Starting at the line that contains "Exercise. Mark the blurred crowd" and continuing through the last of the items, express that stretch as a Markdown table with two columns, No. and Text. Put a running number in No. and the line itself in Text, and skip any blank lines.

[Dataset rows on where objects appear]
######
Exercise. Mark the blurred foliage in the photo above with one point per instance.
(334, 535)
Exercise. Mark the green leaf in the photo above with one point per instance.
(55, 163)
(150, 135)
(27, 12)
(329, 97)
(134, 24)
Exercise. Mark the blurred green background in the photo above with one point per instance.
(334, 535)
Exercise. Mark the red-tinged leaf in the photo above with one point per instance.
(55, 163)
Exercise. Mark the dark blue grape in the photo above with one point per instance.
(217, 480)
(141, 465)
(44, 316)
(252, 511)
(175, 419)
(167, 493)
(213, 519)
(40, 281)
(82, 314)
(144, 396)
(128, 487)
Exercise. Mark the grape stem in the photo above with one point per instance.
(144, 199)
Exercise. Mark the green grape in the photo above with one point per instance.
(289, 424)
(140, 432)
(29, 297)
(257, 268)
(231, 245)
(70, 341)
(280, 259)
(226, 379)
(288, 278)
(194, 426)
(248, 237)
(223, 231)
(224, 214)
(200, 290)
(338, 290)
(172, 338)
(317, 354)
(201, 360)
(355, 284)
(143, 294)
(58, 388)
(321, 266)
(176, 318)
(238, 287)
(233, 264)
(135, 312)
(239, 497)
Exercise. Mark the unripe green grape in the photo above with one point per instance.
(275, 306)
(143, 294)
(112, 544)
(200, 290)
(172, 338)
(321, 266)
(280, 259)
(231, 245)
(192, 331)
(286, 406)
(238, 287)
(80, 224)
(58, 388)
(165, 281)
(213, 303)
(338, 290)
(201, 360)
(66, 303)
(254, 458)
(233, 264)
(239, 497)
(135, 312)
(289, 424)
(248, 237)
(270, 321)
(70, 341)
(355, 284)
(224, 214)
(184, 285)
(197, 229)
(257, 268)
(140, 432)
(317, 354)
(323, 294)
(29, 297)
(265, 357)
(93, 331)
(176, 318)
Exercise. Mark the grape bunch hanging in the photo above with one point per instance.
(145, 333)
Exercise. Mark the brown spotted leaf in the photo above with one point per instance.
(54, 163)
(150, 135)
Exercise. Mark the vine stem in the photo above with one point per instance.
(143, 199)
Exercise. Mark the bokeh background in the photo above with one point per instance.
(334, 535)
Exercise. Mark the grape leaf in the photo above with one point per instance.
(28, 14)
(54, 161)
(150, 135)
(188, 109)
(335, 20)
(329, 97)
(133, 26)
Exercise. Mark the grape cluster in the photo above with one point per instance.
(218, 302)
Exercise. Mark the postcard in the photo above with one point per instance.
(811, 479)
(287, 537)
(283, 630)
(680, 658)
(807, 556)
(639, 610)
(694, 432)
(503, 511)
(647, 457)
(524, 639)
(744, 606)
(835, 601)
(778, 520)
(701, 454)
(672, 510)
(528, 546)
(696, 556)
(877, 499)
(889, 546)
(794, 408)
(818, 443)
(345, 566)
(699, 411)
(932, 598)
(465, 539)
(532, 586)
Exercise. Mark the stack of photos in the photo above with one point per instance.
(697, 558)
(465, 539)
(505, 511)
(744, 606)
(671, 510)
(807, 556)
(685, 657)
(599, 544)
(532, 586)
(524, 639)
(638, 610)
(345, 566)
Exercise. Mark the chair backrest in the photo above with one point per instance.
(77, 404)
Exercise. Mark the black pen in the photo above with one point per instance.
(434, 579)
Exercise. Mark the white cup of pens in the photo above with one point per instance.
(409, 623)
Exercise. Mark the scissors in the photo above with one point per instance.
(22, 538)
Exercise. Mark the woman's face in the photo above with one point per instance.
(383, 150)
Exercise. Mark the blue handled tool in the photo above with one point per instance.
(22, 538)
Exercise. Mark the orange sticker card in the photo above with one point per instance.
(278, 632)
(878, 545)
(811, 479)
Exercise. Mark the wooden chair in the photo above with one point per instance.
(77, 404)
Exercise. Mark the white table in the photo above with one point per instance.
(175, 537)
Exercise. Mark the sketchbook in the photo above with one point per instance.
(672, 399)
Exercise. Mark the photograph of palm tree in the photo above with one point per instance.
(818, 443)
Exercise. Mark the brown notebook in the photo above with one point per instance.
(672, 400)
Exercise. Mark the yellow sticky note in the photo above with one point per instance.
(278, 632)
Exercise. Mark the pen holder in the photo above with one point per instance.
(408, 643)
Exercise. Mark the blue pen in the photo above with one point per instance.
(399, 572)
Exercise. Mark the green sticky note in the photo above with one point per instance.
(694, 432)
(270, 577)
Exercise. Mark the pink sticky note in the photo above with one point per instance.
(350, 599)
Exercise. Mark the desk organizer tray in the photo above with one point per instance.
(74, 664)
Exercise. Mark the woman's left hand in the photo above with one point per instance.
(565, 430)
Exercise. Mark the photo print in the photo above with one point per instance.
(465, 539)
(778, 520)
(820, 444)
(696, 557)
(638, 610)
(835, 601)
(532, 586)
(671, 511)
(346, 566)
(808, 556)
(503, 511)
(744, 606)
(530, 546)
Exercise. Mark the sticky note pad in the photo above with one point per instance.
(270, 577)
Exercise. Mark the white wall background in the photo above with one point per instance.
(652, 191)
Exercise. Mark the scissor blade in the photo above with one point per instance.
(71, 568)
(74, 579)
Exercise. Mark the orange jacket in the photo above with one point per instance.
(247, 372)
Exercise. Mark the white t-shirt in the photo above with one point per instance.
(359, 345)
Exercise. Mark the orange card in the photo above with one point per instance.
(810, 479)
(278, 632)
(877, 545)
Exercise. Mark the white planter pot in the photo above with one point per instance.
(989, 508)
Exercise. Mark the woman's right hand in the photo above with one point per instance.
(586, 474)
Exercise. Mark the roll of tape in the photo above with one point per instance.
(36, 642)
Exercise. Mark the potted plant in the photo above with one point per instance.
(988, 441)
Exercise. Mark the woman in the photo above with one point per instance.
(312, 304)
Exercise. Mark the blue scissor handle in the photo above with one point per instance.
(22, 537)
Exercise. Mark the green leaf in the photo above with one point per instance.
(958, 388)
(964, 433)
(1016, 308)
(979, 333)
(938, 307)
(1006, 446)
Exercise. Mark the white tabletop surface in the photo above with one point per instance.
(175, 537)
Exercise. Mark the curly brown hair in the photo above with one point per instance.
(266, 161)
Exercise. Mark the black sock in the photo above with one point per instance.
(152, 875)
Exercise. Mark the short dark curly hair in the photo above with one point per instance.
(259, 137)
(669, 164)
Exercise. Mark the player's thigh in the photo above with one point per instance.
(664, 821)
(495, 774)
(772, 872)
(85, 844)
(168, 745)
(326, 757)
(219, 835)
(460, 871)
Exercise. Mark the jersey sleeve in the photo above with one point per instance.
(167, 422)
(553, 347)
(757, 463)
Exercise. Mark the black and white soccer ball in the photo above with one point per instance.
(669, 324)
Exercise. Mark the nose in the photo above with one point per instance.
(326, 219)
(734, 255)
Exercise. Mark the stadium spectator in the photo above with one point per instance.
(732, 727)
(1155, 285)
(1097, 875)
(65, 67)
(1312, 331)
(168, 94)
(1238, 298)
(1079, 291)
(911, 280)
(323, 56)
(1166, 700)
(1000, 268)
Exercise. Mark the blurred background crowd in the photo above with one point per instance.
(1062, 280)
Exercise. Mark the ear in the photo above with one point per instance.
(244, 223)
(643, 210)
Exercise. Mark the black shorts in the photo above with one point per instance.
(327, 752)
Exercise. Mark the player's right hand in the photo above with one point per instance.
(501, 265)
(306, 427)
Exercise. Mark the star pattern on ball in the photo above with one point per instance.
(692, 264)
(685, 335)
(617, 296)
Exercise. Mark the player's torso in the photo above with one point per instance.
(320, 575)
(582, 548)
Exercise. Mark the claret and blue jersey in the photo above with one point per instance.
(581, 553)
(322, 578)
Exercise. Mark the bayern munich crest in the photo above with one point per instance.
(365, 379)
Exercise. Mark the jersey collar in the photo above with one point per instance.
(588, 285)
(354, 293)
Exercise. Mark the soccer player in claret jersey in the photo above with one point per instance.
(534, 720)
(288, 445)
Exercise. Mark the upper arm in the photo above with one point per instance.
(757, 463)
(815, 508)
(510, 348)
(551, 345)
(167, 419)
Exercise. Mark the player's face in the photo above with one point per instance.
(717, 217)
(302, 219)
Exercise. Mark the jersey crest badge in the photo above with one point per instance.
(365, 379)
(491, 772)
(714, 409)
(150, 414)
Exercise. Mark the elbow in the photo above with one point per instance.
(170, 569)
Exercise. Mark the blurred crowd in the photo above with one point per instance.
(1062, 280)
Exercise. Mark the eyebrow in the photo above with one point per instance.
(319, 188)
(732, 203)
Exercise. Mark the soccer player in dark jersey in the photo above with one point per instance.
######
Response below
| No. | Text |
|---|---|
| 1 | Exercise. Mark the blurred crowd in the photo above with one point per instance. |
| 2 | (1062, 280) |
| 3 | Exercise. Mark the eyebrow in the photo above with one point per instance. |
| 4 | (319, 188) |
| 5 | (732, 203) |
| 6 | Exercise. Mark the soccer player in dark jersey in the photo above with one point per instance. |